-- Start of DATA ROWS --
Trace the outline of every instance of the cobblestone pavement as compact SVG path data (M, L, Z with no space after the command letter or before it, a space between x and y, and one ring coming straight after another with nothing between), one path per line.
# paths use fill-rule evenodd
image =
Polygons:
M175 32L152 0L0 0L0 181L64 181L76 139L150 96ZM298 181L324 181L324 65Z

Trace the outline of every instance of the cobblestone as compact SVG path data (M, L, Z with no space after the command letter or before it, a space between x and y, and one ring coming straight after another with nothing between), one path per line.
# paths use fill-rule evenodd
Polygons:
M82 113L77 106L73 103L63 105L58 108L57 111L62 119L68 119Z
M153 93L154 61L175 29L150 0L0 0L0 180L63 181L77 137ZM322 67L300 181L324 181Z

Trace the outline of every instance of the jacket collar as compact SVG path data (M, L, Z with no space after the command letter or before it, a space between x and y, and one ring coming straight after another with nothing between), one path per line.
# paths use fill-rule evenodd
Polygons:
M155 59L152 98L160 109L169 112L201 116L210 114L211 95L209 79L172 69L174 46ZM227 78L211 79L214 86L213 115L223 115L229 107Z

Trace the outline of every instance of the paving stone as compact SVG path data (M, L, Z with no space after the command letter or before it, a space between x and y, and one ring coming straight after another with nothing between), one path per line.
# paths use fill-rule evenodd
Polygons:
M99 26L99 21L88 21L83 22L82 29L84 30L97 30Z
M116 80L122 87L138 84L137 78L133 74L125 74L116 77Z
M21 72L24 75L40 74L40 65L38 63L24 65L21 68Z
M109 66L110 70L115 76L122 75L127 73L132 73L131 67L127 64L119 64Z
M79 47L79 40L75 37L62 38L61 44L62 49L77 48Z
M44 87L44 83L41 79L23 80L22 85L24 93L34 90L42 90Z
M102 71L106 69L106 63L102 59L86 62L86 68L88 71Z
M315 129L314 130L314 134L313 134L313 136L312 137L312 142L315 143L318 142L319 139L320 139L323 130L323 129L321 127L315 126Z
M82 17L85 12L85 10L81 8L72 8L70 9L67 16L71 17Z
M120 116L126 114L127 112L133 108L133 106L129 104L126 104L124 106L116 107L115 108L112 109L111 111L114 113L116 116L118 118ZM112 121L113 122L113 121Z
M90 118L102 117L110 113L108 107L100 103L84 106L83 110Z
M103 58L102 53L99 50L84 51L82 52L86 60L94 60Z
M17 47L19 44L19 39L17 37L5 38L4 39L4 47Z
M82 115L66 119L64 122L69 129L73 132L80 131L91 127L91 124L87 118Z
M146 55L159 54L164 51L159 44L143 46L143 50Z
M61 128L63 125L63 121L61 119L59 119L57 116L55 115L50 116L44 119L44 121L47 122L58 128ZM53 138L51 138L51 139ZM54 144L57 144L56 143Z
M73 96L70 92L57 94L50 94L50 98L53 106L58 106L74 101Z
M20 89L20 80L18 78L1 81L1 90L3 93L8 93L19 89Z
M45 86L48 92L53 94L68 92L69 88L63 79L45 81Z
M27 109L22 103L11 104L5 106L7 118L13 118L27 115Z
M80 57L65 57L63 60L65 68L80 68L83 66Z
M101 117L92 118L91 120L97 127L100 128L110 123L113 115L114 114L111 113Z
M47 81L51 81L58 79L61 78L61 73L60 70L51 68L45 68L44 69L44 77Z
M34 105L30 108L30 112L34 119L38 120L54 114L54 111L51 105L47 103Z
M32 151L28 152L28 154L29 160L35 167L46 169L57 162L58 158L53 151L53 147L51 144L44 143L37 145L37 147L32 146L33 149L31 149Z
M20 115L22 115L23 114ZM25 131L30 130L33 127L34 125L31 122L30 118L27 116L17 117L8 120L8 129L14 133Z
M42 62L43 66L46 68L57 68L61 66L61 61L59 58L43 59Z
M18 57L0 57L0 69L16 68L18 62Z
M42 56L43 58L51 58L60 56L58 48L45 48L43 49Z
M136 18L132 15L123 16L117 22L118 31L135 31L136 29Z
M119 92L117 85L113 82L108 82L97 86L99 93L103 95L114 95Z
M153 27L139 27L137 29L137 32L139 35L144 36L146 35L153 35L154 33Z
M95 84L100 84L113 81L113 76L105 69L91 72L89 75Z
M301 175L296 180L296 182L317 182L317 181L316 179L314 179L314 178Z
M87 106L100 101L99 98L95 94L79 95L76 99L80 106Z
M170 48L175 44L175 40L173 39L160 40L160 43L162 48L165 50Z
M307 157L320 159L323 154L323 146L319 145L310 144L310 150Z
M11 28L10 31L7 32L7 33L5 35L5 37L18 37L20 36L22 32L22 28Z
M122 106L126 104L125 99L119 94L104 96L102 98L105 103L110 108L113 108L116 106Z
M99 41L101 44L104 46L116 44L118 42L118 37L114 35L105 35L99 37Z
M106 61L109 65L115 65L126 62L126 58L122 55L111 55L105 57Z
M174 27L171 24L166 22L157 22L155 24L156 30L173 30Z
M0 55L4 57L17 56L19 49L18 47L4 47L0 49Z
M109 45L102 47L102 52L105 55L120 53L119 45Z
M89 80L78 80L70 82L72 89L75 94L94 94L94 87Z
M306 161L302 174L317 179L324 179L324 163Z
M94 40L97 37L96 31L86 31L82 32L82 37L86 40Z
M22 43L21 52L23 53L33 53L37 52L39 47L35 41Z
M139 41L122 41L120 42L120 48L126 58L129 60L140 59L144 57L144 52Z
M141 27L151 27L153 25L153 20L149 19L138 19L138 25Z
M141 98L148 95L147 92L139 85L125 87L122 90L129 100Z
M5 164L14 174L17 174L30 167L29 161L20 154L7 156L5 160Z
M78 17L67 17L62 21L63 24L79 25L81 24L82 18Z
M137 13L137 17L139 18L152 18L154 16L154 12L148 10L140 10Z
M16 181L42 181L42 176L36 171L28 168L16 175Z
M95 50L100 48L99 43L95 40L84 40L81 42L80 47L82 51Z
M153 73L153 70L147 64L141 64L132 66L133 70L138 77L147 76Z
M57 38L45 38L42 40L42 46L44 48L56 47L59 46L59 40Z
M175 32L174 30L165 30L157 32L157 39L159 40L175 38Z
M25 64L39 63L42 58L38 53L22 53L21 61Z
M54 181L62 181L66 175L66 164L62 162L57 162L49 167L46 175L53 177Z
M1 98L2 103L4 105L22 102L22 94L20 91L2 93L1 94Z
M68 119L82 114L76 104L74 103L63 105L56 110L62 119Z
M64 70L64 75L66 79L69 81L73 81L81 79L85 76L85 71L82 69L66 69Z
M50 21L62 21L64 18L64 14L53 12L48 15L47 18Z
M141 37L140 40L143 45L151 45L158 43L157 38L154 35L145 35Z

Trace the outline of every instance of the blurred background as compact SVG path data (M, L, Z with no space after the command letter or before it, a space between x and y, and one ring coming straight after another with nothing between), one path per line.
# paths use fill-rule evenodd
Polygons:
-- End of DATA ROWS --
REQUIRED WORK
Return every line of the records above without any change.

EXERCISE ANSWER
Trace the outline of every instance of the cobblestone pavement as compact SVG path data (M, L, Z with no space after the command letter or before it, a space between x and y, and one ring coming straight after another with nothing between), one path per line.
# paths use fill-rule evenodd
image =
Polygons:
M175 32L152 0L0 0L0 181L64 181L76 139L150 96ZM298 181L324 181L324 65Z

Trace the outline of every instance of the cobblestone as compact SVG path data (M, L, Z with no space after the command letter or before it, a space between x and y, and one ring coming straight after another with nothing between), one path per line.
# paths use fill-rule evenodd
Polygons:
M82 113L77 106L73 103L63 105L58 108L57 111L62 119L68 119Z
M153 93L154 61L175 29L150 0L0 0L0 180L63 181L77 137ZM322 67L300 181L324 181Z

Trace the outline of every instance of the jacket collar as compact SVG path data (M, L, Z with no space after the command letter or before it, a space between x and y, and one ring coming straight after another with nothing between), one path per line.
# paths use fill-rule evenodd
Polygons:
M155 59L152 98L160 109L169 112L201 116L210 114L211 95L209 79L172 69L174 46ZM227 78L211 79L214 86L213 115L223 115L229 107Z

Trace the outline of every instance of the paving stone as compact SVG path data (M, L, Z with no space after the command letter or before it, a space between x and y, and one ring coming straight after another with nothing between), one path per line.
# paths use fill-rule evenodd
Polygons:
M99 26L99 21L88 21L83 22L82 29L84 30L97 30Z
M116 80L122 87L138 84L137 78L133 74L125 74L116 77Z
M21 72L24 75L40 74L40 65L38 63L24 65L21 68Z
M109 66L110 70L115 76L122 75L127 73L132 73L131 67L127 64L119 64Z
M79 47L79 40L75 37L62 38L61 44L62 49L77 48Z
M44 87L44 83L41 79L23 80L22 85L24 93L34 90L42 90Z
M102 71L106 69L106 63L102 59L86 62L86 68L88 71Z
M315 129L314 130L314 134L313 134L313 136L312 137L312 142L315 143L318 142L319 139L320 139L323 130L323 129L321 127L315 126Z
M82 17L85 12L85 10L81 8L72 8L70 9L67 16L71 17Z
M120 116L126 114L127 112L133 108L133 106L129 104L126 104L124 106L116 107L115 108L112 109L111 111L114 113L116 116L118 118ZM112 121L113 122L113 121Z
M90 118L102 117L110 113L108 107L100 103L84 106L83 110Z
M103 58L102 53L99 50L84 51L82 52L86 60L94 60Z
M17 47L19 44L19 39L17 37L5 38L4 39L4 47Z
M82 115L66 119L64 122L69 129L73 132L80 131L91 127L91 124L87 118Z
M146 55L159 54L164 51L159 44L143 46L143 50Z
M61 128L63 125L63 121L61 119L59 119L57 116L55 115L50 116L44 119L44 121L47 122L58 128ZM53 138L51 138L51 139ZM54 144L57 144L56 143Z
M73 96L70 92L57 94L50 94L50 98L53 106L58 106L74 101Z
M20 89L20 80L18 78L1 81L1 90L3 93L8 93L19 89Z
M45 86L48 92L53 94L68 92L69 88L63 79L45 81Z
M27 109L22 103L11 104L5 106L7 118L13 118L27 115Z
M80 57L65 57L63 60L65 68L80 68L83 66Z
M101 117L92 118L91 120L97 127L100 128L110 123L113 115L114 114L111 113Z
M47 81L51 81L58 79L61 78L61 73L60 70L51 68L45 68L44 69L44 77Z
M34 105L30 108L30 112L34 119L38 120L54 114L54 111L51 105L47 103Z
M32 151L28 152L28 154L29 160L35 167L46 169L57 162L58 158L53 151L53 147L51 144L44 143L37 145L37 147L32 146L33 149L31 149Z
M20 115L22 115L23 114ZM25 131L30 130L33 127L34 125L31 122L30 118L27 116L17 117L8 120L8 129L14 133Z
M42 62L43 66L46 68L57 68L61 66L61 61L59 58L43 59Z
M18 57L0 57L0 69L16 68L18 62Z
M42 56L43 58L51 58L60 56L58 48L45 48L43 49Z
M136 18L132 15L123 16L117 22L118 31L135 31L136 29Z
M119 92L117 85L113 82L108 82L97 86L99 93L103 95L114 95Z
M153 27L139 27L137 29L137 32L139 35L144 36L146 35L153 35L154 33Z
M95 84L100 84L113 81L113 76L105 69L91 72L89 75Z
M301 175L296 180L296 182L317 182L317 181L316 179L314 179L314 178Z
M87 106L100 101L99 98L95 94L79 95L76 99L80 106Z
M170 48L175 44L175 40L173 39L160 40L160 43L162 48L165 50Z
M307 157L320 159L323 154L323 146L319 145L310 144L310 150Z
M11 28L10 31L7 32L7 33L5 35L5 37L18 37L20 36L22 32L22 28Z
M122 106L126 104L125 99L119 94L104 96L102 98L105 103L110 108L113 108L116 106Z
M99 41L101 44L104 46L116 44L118 42L118 37L114 35L105 35L99 37Z
M106 61L109 65L115 65L126 62L126 58L122 55L111 55L105 57Z
M174 27L171 24L166 22L157 22L155 24L156 30L173 30Z
M0 55L4 57L17 56L19 49L18 47L4 47L0 49Z
M109 45L102 47L102 52L105 55L120 53L119 45Z
M89 80L78 80L70 82L72 89L75 94L94 94L94 87Z
M306 161L302 174L317 179L324 179L324 163Z
M94 40L97 37L96 31L86 31L82 32L82 37L86 40Z
M22 43L21 52L23 53L33 53L37 52L39 47L35 41Z
M139 41L122 41L120 42L120 48L126 58L129 60L140 59L144 57L144 52Z
M141 27L151 27L153 25L153 20L149 19L138 19L138 25Z
M141 98L148 95L147 92L139 85L125 87L122 90L129 100Z
M5 164L14 174L17 174L30 167L29 161L20 154L7 156L5 160Z
M78 17L67 17L62 21L63 24L79 25L81 24L82 18Z
M137 13L137 17L139 18L152 18L154 16L154 12L148 10L140 10Z
M16 181L42 181L42 176L36 171L28 168L16 175Z
M95 50L100 48L99 43L95 40L84 40L81 42L80 47L82 51Z
M153 73L153 70L147 64L141 64L132 66L133 70L138 77L147 76Z
M57 38L45 38L42 40L42 46L44 48L56 47L59 46L59 40Z
M175 32L174 30L165 30L157 32L157 39L159 40L175 38Z
M25 64L39 63L42 58L38 53L22 53L21 61Z
M54 181L62 181L66 175L66 164L62 162L57 162L49 167L46 175L53 177Z
M1 98L2 103L4 105L22 102L22 94L20 91L2 93L1 94Z
M68 119L82 114L76 104L74 103L63 105L56 110L62 119Z
M64 70L64 75L66 79L69 81L73 81L81 79L85 76L85 71L82 69L66 69Z
M50 21L62 21L64 18L64 14L53 12L48 15L47 18Z
M141 37L140 40L143 45L151 45L158 43L157 38L154 35L145 35Z

Trace the outline of every instance of the blurred background as compact SVG path data (M, L, Z with no space after the command letter or before it, a space between x and y, and one ring coming straight after another with nothing between), one path per line.
# paths use fill-rule evenodd
Polygons:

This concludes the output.